What to work on.
a - In the text about battery core charges and recycling bullets, what did the core charge on the motorcycle battery come to this time?
b - Carry on the essay about lead prices and bullet recycling, picking up after its last sentence.

Text under study.
I bought a motorcycle battery a few days ago. I'm used to a $5 core charge deposit, refundable when the old battery, consisting mainly of lead plates and electrolyte contained in a plastic box, is brought in for recycling. I was modestly surprised when the core charge came to $9 this time! They really want that lead back, don't they?

I do a fair amount of shooting. Not so much actual discharging of a firearm, but more reading, study, and discussion of the people, science, history, and heritage of firearms. I load almost all of my own ammunition, and when I start to consume it, it's just about exclusively on an experimental basis. I often will take five or ten carefully assembled cartridges with me, designed to test one particular variable as I evaluate the ballistic characteristics of my creation. I take notes, recover the fired bullets from a sand trap behind my test target, and go back home with what I've learned. Not only do I figure out how I'll improve what I've developed, but I melt down my recovered bullets and recast them. In the past few years, lead has roughly tripled. If I bought a box of five hundred cast bullets in 2003, I'd have paid something like $25. Now that same box costs more like $50, and that's optimistic. Quite often, it'll be more. The copper jacketed variety is even worse. I recover other people's bullets when I can, and often they're copper jacketed. No biggie - copper is lighter than lead. Drop a jacketed bullet into a pot of molten lead, and the copper shell will float to the top after a few moments as the lead inside liquifies. The empty jacket can then be carefully extracted with a pair of pliers and set in a separate bin for recycling later. They sure won't be thrown out!

Dataset extract.

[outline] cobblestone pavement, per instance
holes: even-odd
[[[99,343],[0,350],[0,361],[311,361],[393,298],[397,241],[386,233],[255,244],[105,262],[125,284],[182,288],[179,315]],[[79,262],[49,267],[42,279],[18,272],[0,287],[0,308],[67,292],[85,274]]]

Answers in order.
a - $9.

b -
Copper tends to disappear. 'Urban miners' are back with a vengeance, stripping electrical wiring and plumbing pipe from wherever they can make off with it. Try a plumbing project these days. If you do, I expect you'll be a very enthusiastic convert to Polyvynil Chloride (PVC) plastic hardware once you see what they're getting for copper pipe now!

Catalytic converters are still disappearing right and left in some places, with crooks forcefully removing them from beneath vehicles so they can sell them to recyclers who recover the platinum and rhodium hiding inside. This isn't so much a problem for those of us who drive cars. Those of us who tool around in pickups and SUV's are vulnerable, though, since these vehicles have a higher ground clearance and crawling beneath one with a saw in hand isn't such an obstacle.

Gasoline has been siphoned or even tapped from gas tanks for a long time, but an item in the Des Moines Register yesterday was an eye opener. Used cooking oil from restaraunts is vanishing almost as soon as it's put out. Companies that buy it for recycling are hurting as a result. Where does this cooking oil go? Those few of us who have diesel cars converted to run effectively on 'bio-diesels' have a use for it!

Money may not grow on trees, but sometimes it can seem remarkably close. The sad part is that sometimes a tree would be a lot more difficult for someone to run off with, unlike other now valuable commodities which tend to not stay put if you leave them unattended.